* _Exercise instructions_
Please set down exactly the lines of the listing below from the line containing "target | calf" through the line containing "target | cloud streak", both lines included, leaving out all other lines.

=== Begin Enclosure ===

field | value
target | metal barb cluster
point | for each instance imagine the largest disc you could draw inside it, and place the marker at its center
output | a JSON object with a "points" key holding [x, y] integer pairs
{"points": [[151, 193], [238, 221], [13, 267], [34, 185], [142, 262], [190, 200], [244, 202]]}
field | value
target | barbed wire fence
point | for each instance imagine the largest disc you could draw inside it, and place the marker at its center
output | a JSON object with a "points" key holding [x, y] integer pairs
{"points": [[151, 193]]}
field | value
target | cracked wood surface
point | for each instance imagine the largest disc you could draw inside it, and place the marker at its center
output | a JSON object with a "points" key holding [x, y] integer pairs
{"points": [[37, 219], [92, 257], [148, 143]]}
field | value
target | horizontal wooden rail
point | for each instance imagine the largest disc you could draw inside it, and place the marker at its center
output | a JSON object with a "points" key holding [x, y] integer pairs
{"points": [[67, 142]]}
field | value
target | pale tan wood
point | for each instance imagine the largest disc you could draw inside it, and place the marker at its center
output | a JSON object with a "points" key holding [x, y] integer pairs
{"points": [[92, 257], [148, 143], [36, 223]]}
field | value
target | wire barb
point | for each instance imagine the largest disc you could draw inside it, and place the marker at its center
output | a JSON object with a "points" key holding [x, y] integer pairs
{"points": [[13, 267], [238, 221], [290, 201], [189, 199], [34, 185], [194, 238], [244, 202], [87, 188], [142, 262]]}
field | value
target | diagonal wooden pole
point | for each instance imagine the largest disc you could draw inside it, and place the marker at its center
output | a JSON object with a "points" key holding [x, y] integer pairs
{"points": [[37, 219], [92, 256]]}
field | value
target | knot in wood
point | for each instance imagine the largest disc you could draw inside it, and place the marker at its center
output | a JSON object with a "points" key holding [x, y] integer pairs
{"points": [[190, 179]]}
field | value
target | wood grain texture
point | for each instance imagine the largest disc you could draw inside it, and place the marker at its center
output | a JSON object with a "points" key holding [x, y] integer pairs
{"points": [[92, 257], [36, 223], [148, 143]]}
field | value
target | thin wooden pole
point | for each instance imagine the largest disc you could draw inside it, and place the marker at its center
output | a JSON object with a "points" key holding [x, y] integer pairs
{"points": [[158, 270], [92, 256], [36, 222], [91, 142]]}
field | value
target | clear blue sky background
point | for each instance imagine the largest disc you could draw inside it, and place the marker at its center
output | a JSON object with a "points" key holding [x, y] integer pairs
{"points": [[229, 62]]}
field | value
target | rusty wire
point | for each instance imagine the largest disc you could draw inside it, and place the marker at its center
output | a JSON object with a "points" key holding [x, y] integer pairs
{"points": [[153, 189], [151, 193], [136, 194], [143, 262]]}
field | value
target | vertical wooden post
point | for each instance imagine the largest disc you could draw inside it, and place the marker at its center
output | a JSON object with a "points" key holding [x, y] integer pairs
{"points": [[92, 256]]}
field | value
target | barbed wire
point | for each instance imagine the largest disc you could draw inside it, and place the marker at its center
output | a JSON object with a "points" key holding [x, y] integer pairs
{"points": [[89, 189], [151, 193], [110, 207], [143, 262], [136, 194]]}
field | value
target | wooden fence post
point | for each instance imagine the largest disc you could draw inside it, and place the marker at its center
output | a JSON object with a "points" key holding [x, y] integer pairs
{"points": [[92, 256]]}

=== End Enclosure ===
=== Begin Enclosure ===

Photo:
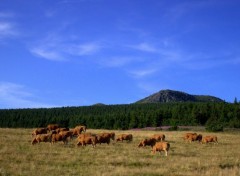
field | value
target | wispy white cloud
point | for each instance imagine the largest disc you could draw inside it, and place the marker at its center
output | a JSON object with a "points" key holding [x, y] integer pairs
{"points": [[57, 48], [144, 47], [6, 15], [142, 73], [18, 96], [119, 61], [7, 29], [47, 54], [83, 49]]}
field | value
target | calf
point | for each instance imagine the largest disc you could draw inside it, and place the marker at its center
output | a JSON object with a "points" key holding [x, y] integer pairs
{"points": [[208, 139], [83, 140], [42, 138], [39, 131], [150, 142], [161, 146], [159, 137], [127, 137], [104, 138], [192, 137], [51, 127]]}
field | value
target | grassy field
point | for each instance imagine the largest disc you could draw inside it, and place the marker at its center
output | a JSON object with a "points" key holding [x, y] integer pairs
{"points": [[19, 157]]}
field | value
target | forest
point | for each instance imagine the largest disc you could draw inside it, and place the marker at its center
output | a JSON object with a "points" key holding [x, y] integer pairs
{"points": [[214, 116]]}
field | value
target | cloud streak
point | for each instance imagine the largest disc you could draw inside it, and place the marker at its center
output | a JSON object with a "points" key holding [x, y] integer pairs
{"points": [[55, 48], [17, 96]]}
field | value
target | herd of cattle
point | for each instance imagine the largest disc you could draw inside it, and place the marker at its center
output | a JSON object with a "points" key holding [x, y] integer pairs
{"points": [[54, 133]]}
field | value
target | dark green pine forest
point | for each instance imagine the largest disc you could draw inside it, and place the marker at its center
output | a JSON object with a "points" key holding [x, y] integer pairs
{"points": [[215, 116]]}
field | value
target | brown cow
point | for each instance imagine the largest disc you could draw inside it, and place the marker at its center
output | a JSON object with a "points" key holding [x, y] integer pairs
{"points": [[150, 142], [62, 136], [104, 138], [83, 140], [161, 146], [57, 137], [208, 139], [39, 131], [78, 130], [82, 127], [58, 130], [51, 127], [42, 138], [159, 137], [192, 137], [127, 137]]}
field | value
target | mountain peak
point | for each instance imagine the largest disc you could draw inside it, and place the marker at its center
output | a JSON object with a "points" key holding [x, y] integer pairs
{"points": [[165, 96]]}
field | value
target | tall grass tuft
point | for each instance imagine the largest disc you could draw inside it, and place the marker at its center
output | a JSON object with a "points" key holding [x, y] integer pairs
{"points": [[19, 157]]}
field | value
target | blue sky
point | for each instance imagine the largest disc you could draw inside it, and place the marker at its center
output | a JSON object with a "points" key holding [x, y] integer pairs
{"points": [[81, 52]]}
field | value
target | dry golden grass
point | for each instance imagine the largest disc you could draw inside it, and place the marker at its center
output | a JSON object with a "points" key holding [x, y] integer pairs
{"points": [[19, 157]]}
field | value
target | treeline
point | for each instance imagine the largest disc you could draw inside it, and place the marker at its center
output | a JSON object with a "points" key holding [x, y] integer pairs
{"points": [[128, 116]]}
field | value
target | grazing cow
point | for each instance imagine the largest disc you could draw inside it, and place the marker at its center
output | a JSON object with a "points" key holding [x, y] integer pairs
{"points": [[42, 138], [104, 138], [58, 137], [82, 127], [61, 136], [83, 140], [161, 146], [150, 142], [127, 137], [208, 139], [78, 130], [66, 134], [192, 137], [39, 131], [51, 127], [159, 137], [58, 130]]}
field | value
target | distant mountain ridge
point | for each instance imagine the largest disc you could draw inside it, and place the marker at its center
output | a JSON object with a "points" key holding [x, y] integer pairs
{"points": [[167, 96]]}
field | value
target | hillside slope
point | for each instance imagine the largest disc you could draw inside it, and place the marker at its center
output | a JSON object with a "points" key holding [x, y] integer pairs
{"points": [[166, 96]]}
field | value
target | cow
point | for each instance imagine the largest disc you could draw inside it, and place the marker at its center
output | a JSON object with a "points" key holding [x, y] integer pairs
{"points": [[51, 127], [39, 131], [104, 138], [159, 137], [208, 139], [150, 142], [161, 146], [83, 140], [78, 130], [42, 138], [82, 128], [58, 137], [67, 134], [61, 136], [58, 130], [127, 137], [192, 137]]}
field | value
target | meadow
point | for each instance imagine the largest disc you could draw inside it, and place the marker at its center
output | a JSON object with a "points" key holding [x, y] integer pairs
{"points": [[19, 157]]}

=== End Enclosure ===

* _Reply to the exercise_
target | calf
point | for each instance imagine the largest disc you could draw inside it, and place the marker at its center
output | a JSON object with a "points" key holding [x, y] integer pairs
{"points": [[208, 139], [83, 140], [42, 138], [39, 131], [150, 142], [161, 146], [159, 137], [127, 137], [104, 138], [192, 137], [51, 127]]}
field | value
target | grassy field
point | for each instance imagine the largest disc you could draw inside it, and place the marker at its center
output | a JSON object with a "points" key holding [x, y] integer pairs
{"points": [[19, 157]]}
field | value
target | forest
point | for each instance imagine the largest disc you could draw inside it, and place the marker at its center
output | a JSON object with a "points" key holding [x, y] integer pairs
{"points": [[214, 116]]}
field | value
target | cloud streak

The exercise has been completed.